*小問 1*.
HCDサロンの参加メモについて、次の問いに答えてください。
(a) サロンは何月何日に開催されましたか。
(b) 「社会とHCD」の講演者として記されているのは誰ですか。
(c) ビジネスモデルのコンセプトは、いくつの領域といくつの構築ブロックで構成されていますか。
*小問 2*.
HCDサロンの参加メモを、最後の文に続けて書き継いでください。

8月8日に開催された、
「第29回HCD-Netサロン:社会とHCD」に参加してきました。
セミナーの様子は動画で公開されるという話なので、
参考程度にメモを残しておきます。
(たぶん抜けがあります)
社会とHCD
千葉工大 山崎先生
▼HCD
利用者がうれしい人間中心のデザイン
※今後はビジネスにうれしいビジネス中心のデザインも必要。
→エクスペリエンスビジョン(エビ本)を発売
HCDではユーザー要求からの問題解決型だが、
今後は利用者の本質的要求を考えて、
提案型のデザインが重要となってくるのでは。
ユーザーの価値という視点から見ていく。(構造化シナリオ手法)
▼ビジネスモデルとは
ビジネスモデルとは、どのように価値を創造し、
顧客に届けるかを論理的に記述したもの
ビジネスモデルのコンセプトは、
4つの領域(顧客、価値提案、インフラ、資金)をカバーする、
9つの構築ブロックで構成されています。

[コレクションから抽出したデータ]
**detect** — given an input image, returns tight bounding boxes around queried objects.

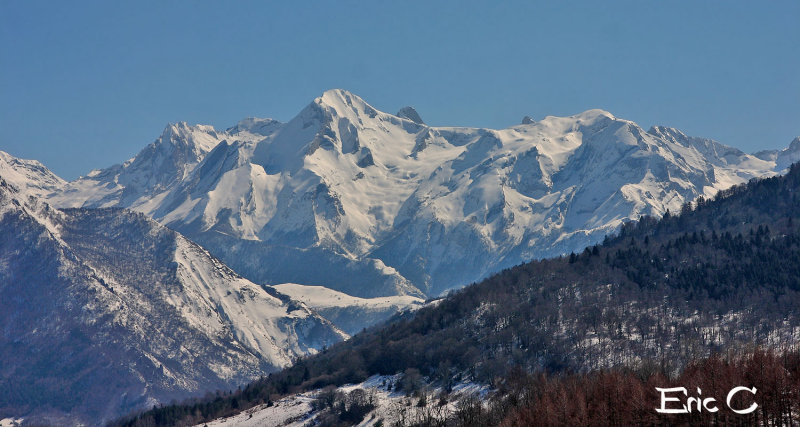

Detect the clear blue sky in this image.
[0,0,800,179]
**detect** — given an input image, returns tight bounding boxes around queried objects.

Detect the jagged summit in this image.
[395,107,425,125]
[43,89,786,297]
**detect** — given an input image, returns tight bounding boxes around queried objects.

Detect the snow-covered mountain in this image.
[45,90,796,297]
[0,151,66,197]
[275,283,425,335]
[0,174,346,424]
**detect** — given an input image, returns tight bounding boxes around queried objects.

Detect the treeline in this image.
[450,350,800,427]
[112,165,800,425]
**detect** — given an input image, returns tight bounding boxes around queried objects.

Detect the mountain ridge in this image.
[14,89,800,297]
[0,175,346,424]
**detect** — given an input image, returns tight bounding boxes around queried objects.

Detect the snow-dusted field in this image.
[198,375,488,427]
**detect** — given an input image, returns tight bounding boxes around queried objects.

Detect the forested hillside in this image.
[117,164,800,425]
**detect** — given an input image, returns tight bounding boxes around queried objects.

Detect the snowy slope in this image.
[0,151,66,197]
[51,90,791,297]
[0,176,346,424]
[274,283,425,335]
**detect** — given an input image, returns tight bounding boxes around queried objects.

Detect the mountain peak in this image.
[572,108,617,121]
[395,107,425,125]
[314,89,365,106]
[225,117,282,136]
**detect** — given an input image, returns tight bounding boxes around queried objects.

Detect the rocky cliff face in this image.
[50,90,786,297]
[0,176,345,424]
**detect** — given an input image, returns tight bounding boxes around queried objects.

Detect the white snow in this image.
[37,89,800,296]
[274,283,425,310]
[198,375,489,427]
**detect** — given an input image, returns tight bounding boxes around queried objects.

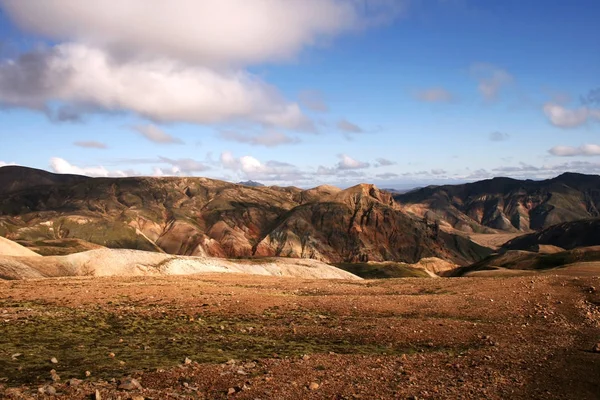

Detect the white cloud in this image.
[0,44,314,130]
[337,119,365,133]
[490,131,510,142]
[548,144,600,157]
[158,157,210,174]
[375,172,400,180]
[414,87,454,103]
[0,0,405,66]
[50,157,128,178]
[220,151,306,184]
[375,158,396,167]
[470,63,514,101]
[73,140,108,149]
[0,0,406,131]
[544,103,600,128]
[298,90,329,112]
[337,154,369,170]
[219,130,300,147]
[130,124,183,144]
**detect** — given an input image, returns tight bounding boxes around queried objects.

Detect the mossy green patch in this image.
[0,301,446,385]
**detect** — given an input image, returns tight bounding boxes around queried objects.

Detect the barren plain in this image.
[0,271,600,399]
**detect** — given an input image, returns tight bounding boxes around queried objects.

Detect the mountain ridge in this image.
[0,169,490,265]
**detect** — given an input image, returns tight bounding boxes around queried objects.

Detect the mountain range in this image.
[0,167,491,265]
[394,173,600,233]
[0,166,600,266]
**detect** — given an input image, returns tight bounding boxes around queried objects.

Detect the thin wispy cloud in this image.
[548,144,600,157]
[489,131,510,142]
[544,103,600,129]
[469,63,514,102]
[298,90,329,112]
[337,119,365,133]
[413,87,455,103]
[73,140,108,150]
[130,124,183,144]
[218,130,300,147]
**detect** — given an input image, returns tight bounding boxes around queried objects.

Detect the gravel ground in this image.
[0,275,600,400]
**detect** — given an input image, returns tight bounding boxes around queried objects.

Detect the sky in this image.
[0,0,600,188]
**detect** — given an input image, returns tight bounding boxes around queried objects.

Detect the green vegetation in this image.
[0,301,445,385]
[334,262,429,279]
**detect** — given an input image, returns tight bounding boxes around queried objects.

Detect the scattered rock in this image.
[50,369,60,382]
[38,385,56,396]
[67,378,81,387]
[118,378,142,390]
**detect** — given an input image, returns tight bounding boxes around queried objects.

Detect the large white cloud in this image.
[0,44,312,130]
[544,103,600,128]
[0,0,405,66]
[0,0,405,131]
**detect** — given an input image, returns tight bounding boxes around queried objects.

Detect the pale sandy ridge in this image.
[0,236,41,257]
[0,249,360,280]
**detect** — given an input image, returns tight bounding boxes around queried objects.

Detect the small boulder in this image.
[118,378,142,390]
[38,385,56,396]
[67,378,81,387]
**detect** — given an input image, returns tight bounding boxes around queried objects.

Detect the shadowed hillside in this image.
[394,173,600,233]
[502,219,600,250]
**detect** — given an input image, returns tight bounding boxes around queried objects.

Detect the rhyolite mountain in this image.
[502,218,600,251]
[0,167,490,265]
[394,173,600,233]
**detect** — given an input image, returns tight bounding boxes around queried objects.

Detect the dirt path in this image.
[0,275,600,399]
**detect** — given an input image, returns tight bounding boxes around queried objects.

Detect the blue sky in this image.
[0,0,600,187]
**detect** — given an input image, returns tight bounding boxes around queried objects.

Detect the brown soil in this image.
[0,275,600,399]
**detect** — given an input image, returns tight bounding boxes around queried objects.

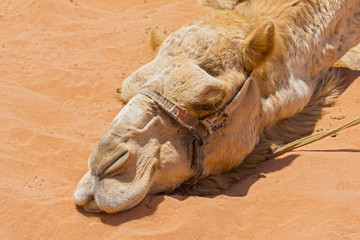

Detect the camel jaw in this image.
[74,164,156,213]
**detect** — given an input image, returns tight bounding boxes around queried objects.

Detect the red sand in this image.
[0,0,360,239]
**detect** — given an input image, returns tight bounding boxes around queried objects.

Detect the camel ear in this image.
[244,20,275,72]
[150,26,167,52]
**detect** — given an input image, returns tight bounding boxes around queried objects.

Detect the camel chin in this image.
[74,0,360,213]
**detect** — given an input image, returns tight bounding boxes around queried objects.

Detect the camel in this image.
[74,0,360,213]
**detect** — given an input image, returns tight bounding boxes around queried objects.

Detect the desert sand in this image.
[0,0,360,239]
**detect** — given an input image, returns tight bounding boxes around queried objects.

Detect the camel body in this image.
[74,0,360,212]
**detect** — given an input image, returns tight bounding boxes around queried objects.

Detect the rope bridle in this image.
[139,77,251,185]
[139,75,360,185]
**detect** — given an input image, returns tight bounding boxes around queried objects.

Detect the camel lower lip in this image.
[74,165,155,213]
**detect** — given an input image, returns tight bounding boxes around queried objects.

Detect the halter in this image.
[139,76,252,185]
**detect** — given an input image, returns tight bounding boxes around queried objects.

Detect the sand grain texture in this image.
[0,0,360,239]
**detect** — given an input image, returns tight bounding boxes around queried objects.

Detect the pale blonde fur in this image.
[74,0,360,212]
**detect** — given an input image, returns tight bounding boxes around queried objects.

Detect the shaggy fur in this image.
[74,0,360,213]
[175,68,349,196]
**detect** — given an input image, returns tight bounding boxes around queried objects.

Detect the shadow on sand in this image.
[77,67,360,226]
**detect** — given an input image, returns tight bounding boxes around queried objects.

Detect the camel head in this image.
[74,13,275,213]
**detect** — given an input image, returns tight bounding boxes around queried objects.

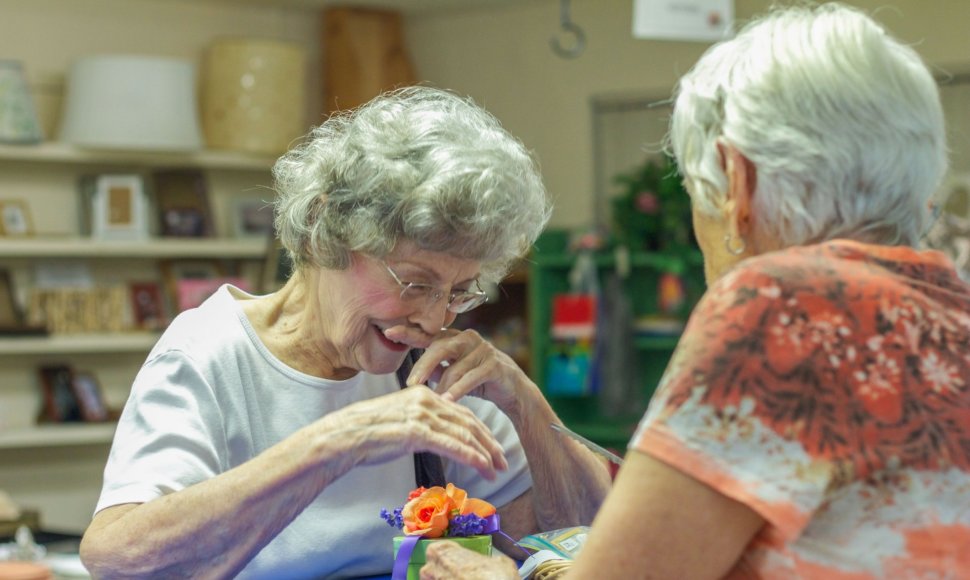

*演習結果 1*.
(a) 8月8日
(b) 千葉工大の山崎先生
(c) 4つの領域(顧客、価値提案、インフラ、資金)と9つの構築ブロック

*演習結果 2*.
このビジネスモデルは、組織構造、プロセス、システムを通じて、
実行される戦略の青写真となります。
▼ビジネスモデルキャンバス
テンプレートを利用してビジネスモデルを考える手法
▼Sosial Centerd Design
ビジネスだけでなく、社会についてどう貢献できるか考えていかなければならない。
ユーザー視点(HCD)とビジネス視点から生み出される
「顧客価値を意識したビジネスモデル」に、
社会環境視点(SCD)をいれていかなければならない。
→社会環境の構築ブロックには、
社会や環境の動向、社会と環境に関連する顧客価値とビジネス価値を記述します。
(サスティナブルな社会・社会的な価値・社会経済・社会的な環境
・文化的な環境・地域環境・地球環境)
フューチャーセンターの活動
野村さん
▼CULTURE OF FUTURE SESSIONS
フューチャーセンターを日本のなかでどう位置づけていくか活用している。
→フューチャーセンター文化
問題解決の場
※箱ものを作るということではない。
ソーシャルセンタードデザインというものが、
どう根付いているか。
それを実現する場所がフューチャーセンター。
▼負のスパイラル
目標
↓
仕事をリスト化し分配する
↓
1人ひとりの目標価値を決める
↓
達成レベルを管理する
↓
達成しない人に罰を与える。
いわゆるマネージメントが仕事をつまらなくしている。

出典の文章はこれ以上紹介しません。